» **Data section**
────────────────────

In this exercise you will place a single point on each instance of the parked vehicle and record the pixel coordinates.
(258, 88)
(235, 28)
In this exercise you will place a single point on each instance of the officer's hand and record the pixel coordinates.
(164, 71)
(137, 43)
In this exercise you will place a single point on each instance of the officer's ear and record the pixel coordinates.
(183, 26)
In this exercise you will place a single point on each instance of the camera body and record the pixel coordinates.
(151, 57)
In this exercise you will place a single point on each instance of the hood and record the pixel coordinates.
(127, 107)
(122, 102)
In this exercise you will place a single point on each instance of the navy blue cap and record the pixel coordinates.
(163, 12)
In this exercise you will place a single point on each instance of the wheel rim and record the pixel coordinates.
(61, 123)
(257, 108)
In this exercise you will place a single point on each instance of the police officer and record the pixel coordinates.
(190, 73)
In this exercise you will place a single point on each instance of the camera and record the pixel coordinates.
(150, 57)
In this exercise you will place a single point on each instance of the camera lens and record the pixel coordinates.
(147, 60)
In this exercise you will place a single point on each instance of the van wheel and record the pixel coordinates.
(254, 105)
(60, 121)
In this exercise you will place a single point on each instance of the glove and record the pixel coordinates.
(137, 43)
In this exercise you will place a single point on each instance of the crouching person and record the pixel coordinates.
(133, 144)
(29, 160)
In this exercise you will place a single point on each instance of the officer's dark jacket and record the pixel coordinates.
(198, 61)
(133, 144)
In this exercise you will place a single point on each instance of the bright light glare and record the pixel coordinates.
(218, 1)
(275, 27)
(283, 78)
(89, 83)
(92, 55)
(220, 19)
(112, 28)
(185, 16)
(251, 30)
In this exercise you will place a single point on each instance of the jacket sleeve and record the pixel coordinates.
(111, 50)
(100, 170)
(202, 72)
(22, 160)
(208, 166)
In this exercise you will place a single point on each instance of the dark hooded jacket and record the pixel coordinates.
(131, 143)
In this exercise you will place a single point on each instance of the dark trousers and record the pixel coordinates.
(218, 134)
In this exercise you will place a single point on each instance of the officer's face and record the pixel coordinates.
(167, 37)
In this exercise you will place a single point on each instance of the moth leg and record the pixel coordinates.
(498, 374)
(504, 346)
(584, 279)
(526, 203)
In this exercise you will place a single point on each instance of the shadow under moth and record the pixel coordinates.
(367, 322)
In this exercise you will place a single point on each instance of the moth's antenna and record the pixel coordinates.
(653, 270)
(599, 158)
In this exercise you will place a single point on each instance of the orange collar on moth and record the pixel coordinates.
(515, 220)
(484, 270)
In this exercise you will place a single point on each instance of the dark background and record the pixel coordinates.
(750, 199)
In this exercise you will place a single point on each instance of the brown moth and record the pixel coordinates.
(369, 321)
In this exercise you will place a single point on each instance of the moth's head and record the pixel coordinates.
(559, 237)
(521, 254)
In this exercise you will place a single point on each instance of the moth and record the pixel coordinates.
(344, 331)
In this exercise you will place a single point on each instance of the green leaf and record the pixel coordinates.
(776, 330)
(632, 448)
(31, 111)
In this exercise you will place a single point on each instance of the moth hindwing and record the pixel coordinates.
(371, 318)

────────────────────

» **Instruction**
Copy everything from the line containing "leaf and record the pixel coordinates." down to the end of the data, keeping each line exactly as it appears.

» **Correct answer**
In this exercise you will place a single point on each instance of the green leaf and record the pixel coordinates.
(776, 330)
(632, 448)
(31, 111)
In this exercise you will place a single point on each instance of the moth hindwing and record the pixel coordinates.
(371, 318)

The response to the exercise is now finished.